WHAT IS ASKED:
1. What does the parcel shelf thread say the newer brackets have?
2. Update the parcel shelf thread by rewriting the part that opens with the words containing "You'll need one" and closes with "a parcel shelf.", putting "clip" wherever "bracket" appears.
3. Write what comes next in the parcel shelf thread, picking up after its last line.

# fix for rear parcel shelf



## RUSS964 (Jul 5, 2017)

All,

just done this in less than an hour

great instructions here, http://www.vwt4forum.co.uk/showthread.php?t=449179

parts here http://www.ebay.co.uk/itm/Genuine-Audi- ... 2749.l2649

newer brackets have screws and a way better design, if your rattling, swap them!


----------



## GaryG (Aug 21, 2016)

You'll need one of these as well: https://www.amazon.co.uk/Sealey-RT003-L ... B000RU7IXU


----------



## Stem (Jul 14, 2015)

Just bought a bracket and a parcel shelf.
On my list of jobs to do - thanks for the link RUSS964


----------



## C00P5TT5 (Jul 10, 2016)

I just got some epoxy glue....that shit is stronger than the plastic the bracket is made of.... Been two years now and no issues..... The skin on my fingers has even grown back now :roll:


----------



## Stem (Jul 14, 2015)

[Region annotation entries]
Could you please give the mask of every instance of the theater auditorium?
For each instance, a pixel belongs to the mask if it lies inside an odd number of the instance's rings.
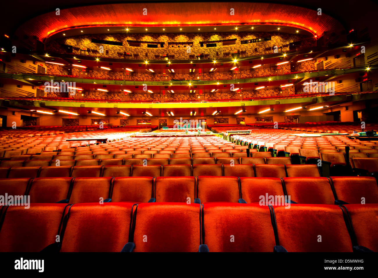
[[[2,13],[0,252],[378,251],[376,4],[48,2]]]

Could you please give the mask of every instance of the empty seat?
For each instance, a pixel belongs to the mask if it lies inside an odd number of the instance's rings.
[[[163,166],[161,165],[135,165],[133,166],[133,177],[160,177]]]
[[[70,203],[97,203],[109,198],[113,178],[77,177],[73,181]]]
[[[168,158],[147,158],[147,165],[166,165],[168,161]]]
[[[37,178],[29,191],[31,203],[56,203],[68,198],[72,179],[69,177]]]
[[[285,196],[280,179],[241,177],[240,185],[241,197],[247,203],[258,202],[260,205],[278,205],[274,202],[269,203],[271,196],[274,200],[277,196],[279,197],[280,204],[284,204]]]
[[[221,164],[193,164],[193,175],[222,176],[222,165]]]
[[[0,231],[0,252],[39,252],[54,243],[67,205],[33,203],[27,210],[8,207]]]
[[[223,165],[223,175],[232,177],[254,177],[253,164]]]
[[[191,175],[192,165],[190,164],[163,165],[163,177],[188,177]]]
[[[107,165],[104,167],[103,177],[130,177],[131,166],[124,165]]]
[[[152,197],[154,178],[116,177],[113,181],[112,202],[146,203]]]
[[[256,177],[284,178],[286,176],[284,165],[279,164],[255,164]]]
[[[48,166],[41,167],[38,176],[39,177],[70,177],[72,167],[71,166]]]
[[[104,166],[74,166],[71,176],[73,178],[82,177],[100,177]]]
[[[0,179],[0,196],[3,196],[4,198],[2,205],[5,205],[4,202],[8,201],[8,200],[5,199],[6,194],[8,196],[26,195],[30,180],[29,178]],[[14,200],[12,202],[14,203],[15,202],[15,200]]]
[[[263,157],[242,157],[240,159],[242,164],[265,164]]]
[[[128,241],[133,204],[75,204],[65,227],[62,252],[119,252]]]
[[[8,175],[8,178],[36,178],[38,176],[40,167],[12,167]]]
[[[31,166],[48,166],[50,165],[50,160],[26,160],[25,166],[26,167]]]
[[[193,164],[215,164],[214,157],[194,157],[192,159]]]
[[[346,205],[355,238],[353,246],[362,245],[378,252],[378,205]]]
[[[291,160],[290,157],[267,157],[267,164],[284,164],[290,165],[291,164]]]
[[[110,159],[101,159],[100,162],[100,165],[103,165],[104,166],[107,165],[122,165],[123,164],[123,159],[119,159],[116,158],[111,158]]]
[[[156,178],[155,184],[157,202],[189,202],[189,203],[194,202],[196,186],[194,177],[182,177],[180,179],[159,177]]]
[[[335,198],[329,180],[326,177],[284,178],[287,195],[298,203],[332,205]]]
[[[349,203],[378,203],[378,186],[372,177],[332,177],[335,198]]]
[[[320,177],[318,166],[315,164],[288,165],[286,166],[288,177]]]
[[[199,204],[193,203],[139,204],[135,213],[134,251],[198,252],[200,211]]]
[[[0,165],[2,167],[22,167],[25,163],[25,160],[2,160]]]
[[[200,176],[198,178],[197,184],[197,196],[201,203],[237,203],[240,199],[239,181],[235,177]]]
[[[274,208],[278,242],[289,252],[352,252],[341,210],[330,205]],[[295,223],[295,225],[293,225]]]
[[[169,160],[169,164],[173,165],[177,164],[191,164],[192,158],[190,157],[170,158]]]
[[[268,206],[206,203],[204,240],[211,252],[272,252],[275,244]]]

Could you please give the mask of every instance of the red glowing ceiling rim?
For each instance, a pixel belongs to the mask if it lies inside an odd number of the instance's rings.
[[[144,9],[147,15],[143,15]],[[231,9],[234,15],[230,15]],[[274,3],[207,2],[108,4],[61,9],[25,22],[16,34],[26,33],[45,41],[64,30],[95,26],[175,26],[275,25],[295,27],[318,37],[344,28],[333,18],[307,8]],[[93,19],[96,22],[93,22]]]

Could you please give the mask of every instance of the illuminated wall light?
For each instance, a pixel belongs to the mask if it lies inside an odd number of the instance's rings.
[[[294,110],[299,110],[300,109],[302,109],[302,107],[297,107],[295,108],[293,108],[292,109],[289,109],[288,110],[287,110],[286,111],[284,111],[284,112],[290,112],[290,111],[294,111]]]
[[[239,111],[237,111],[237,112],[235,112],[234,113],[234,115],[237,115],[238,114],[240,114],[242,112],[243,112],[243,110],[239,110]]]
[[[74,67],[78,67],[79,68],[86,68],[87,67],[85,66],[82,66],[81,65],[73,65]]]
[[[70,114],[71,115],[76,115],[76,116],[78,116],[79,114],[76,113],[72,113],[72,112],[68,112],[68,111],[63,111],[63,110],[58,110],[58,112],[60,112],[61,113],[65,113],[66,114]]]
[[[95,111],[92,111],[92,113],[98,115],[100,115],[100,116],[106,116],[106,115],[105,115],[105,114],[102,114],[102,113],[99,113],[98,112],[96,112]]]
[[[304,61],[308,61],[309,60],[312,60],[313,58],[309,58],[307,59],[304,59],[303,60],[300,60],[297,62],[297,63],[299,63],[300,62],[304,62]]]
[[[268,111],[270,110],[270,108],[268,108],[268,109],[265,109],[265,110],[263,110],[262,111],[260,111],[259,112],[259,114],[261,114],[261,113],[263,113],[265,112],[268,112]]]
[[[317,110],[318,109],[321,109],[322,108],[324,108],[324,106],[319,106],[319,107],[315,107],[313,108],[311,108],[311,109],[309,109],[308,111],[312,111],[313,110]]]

RESPONSES PER TASK:
1. Screws and a way better design.

2.
You'll need one of these as well: https://www.amazon.co.uk/Sealey-RT003-L ... B000RU7IXU


----------



## Stem (Jul 14, 2015)

Just bought a clip and a parcel shelf.

3.
C00P5TT5 said:


> I just got some epoxy glue....that shit is stronger than the plastic the bracket is made of.... Been two years now and no issues..... The skin on my fingers has even grown back now :roll:


Epoxy glue it is then


----------



## C00P5TT5 (Jul 10, 2016)

Mate glue it and support it (i used buckets) and it will not break again


----------



## Stem (Jul 14, 2015)

C00P5TT5 said:


> Mate glue it and support it (i used buckets) and it will not break again


Cheers


----------



## Stem (Jul 14, 2015)

Has anyone got images of how the Parcel Shelf Luggage Cover Attachment Parts Kit fits.


----------



## Vanu (Oct 2, 2016)

got tired of the brackets breaking and did not want to go epoxy way, so I just put 2 self-tapping screws in each, 5 minute job, no trim removal.


----------



## Spike1306 (Sep 12, 2017)

Vanu said:


> got tired of the brackets breaking and did not want to go epoxy way, so I just put 2 self-tapping screws in each, 5 minute job, no trim removal.


Now this is what i am going to do, just picked the car up today and found one of the side bits is broken so will glue it then screw it, job done [smiley=dude.gif]


----------



## maccax (Oct 24, 2016)

I did something similar but with 1 screw and it works a treat


----------



## Derek Duvall (Jun 13, 2017)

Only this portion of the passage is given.